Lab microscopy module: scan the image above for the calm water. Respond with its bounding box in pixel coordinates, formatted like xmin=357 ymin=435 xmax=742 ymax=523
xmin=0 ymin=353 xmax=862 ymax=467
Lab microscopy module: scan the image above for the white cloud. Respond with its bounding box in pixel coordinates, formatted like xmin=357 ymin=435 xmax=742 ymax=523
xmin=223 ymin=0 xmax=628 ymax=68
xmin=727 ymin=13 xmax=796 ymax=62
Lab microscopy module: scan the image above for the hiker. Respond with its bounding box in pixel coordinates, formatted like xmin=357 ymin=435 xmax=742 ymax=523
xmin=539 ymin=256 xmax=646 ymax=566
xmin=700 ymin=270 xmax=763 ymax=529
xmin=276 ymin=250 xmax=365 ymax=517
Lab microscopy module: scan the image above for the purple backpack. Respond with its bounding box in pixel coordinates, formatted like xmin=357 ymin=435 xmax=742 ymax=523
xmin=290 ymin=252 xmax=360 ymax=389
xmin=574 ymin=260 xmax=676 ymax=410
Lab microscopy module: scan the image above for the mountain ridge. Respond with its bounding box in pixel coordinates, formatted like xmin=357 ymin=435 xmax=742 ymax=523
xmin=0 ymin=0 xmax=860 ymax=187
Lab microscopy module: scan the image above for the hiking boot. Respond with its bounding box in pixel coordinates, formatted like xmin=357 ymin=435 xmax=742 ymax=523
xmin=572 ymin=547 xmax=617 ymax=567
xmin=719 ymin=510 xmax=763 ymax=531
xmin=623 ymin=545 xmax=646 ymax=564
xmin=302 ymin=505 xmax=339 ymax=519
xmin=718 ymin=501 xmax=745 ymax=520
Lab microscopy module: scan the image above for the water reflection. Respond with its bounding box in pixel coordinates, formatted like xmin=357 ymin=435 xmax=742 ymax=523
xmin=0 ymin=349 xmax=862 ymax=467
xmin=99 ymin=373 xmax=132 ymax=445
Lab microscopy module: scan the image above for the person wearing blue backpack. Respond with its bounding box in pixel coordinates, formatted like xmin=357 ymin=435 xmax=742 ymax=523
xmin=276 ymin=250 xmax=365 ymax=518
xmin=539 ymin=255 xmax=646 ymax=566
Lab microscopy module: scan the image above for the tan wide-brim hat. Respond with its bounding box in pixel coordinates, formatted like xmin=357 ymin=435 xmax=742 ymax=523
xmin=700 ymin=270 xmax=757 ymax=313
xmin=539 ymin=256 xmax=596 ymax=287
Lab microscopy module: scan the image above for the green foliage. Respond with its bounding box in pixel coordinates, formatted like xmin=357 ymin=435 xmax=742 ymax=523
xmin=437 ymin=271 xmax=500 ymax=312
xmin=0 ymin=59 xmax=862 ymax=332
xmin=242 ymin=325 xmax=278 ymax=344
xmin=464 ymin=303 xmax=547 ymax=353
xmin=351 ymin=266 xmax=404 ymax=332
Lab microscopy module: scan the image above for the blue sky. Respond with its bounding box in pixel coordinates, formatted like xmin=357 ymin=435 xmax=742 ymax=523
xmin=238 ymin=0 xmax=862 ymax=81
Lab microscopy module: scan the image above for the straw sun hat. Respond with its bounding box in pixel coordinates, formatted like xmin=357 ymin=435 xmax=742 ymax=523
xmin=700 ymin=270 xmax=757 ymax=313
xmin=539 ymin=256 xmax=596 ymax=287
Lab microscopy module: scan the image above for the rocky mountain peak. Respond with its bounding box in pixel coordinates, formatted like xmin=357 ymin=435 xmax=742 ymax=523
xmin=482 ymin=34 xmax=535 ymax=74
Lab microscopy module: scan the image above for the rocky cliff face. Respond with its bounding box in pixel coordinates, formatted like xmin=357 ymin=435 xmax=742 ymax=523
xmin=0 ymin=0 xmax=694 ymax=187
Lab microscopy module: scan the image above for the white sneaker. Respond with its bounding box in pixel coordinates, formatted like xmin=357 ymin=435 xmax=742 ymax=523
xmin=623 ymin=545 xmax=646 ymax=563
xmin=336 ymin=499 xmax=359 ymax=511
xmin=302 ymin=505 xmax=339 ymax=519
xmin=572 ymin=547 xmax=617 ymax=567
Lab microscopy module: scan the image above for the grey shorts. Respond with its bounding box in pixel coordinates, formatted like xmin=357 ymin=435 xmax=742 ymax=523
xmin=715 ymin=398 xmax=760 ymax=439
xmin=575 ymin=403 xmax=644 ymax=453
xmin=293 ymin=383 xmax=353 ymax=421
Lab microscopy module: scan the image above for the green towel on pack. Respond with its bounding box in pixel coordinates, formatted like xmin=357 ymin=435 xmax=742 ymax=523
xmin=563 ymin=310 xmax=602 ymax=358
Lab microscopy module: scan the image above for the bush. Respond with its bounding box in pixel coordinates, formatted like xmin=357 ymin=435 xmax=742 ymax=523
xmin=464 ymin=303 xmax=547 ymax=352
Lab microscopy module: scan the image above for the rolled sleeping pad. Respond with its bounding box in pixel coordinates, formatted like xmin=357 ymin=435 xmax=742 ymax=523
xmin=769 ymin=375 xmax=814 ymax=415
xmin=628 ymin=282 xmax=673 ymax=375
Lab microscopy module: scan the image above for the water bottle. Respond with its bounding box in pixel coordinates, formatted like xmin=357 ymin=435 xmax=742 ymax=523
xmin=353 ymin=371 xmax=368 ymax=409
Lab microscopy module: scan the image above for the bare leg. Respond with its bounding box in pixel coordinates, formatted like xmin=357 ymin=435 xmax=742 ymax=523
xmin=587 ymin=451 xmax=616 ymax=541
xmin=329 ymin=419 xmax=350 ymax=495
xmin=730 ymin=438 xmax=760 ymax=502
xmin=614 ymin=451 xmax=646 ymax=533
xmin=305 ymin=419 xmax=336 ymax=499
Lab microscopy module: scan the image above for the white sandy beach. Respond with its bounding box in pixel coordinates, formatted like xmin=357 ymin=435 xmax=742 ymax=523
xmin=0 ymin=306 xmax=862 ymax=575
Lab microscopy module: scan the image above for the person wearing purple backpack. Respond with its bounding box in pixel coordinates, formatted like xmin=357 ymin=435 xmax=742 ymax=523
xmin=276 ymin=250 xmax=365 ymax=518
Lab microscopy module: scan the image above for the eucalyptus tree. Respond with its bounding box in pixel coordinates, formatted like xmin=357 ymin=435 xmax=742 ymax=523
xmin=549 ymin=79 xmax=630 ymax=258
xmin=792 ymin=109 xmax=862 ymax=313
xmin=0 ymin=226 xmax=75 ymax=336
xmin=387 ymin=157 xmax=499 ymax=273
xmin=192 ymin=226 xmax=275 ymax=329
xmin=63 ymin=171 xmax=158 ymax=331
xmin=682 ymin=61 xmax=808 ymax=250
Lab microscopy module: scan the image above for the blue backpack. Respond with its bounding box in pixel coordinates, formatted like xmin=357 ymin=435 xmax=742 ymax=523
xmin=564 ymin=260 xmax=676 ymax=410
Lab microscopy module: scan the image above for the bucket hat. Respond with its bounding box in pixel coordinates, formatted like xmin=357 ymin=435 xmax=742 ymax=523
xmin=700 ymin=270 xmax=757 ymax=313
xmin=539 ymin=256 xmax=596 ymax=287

___

**WRITTEN TASK**
Pull out every line of the records that contains the word "rocky", copying each line in full.

**THE RESPONSE**
Lab microscopy module: scan the image above for the rocky mountain peak. Respond with its bounding box in pixel coordinates, formatted like xmin=357 ymin=435 xmax=742 ymax=523
Lab microscopy module: scan the image above for the rocky cliff face. Respond with its bounding box in pixel coordinates, formatted like xmin=357 ymin=435 xmax=742 ymax=523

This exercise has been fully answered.